WHAT NEEDS TO BE DONE
The data below must be copied in full and without any change.

Object location annotation data
++++

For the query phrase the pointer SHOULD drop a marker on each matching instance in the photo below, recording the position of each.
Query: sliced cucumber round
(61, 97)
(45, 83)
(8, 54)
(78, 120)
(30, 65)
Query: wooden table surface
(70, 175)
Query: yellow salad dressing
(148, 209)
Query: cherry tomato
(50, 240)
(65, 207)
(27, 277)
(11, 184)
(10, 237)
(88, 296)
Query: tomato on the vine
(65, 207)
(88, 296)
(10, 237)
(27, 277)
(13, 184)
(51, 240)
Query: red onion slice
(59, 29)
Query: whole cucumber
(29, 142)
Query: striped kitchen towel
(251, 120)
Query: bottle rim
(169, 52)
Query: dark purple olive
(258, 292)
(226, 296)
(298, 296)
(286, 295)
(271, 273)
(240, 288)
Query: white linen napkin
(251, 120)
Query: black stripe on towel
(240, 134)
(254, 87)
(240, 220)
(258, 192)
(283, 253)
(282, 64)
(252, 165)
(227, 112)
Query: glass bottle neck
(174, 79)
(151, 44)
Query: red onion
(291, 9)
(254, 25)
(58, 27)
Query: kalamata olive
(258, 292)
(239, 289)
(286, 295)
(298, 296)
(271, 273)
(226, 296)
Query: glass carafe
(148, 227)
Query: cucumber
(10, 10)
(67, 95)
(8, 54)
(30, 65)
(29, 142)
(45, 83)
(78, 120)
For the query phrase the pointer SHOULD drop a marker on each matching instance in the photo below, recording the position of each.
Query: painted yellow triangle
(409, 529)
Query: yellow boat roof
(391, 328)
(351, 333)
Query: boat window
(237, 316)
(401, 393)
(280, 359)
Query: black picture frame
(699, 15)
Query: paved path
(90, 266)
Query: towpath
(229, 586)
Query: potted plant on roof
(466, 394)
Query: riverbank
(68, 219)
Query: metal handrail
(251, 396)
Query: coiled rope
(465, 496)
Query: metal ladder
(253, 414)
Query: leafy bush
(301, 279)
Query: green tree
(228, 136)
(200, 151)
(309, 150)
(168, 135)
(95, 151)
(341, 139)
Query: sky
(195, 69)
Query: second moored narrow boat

++++

ANSWER TO THE EXERCISE
For the query phrase the pointer SHOULD drop a marker on each matching instance in the photo below, recording the position of each.
Query: sliced cucumber round
(61, 97)
(45, 83)
(8, 54)
(78, 120)
(30, 65)
Query: wooden table surface
(70, 175)
Query: yellow salad dressing
(148, 209)
Query: cherry tomato
(50, 240)
(65, 207)
(27, 277)
(11, 184)
(10, 237)
(88, 296)
Query: tomato on the vine
(65, 207)
(88, 296)
(10, 237)
(27, 277)
(13, 184)
(51, 240)
Query: red onion slice
(59, 29)
Query: whole cucumber
(29, 142)
Query: striped kitchen towel
(251, 120)
Query: bottle rim
(169, 52)
Query: dark purple olive
(258, 292)
(226, 296)
(298, 296)
(286, 295)
(271, 273)
(240, 288)
Query: white linen napkin
(251, 120)
Query: black stripe on towel
(240, 134)
(254, 87)
(240, 220)
(258, 192)
(283, 253)
(282, 64)
(252, 165)
(227, 112)
Query: glass bottle neck
(174, 79)
(151, 44)
Query: red onion
(291, 9)
(254, 25)
(58, 27)
Query: kalamata olive
(258, 292)
(239, 289)
(286, 295)
(298, 296)
(271, 273)
(226, 296)
Query: glass carafe
(148, 227)
Query: cucumber
(10, 10)
(67, 95)
(8, 54)
(30, 65)
(29, 142)
(45, 83)
(78, 120)
For the query phrase the pointer SHOULD drop a marker on each matching instance in the photo below, recording the position of each.
Query: painted yellow triangle
(409, 529)
Query: yellow boat roof
(391, 328)
(351, 333)
Query: boat window
(237, 316)
(401, 393)
(280, 359)
Query: black picture frame
(699, 15)
Query: paved path
(90, 266)
Query: towpath
(229, 586)
Query: potted plant on roof
(466, 394)
Query: riverbank
(68, 219)
Query: metal handrail
(251, 396)
Query: coiled rope
(465, 496)
Query: metal ladder
(253, 414)
Query: leafy bush
(301, 279)
Query: green tree
(228, 136)
(200, 151)
(309, 150)
(168, 135)
(95, 151)
(341, 139)
Query: sky
(195, 69)
Query: second moored narrow boat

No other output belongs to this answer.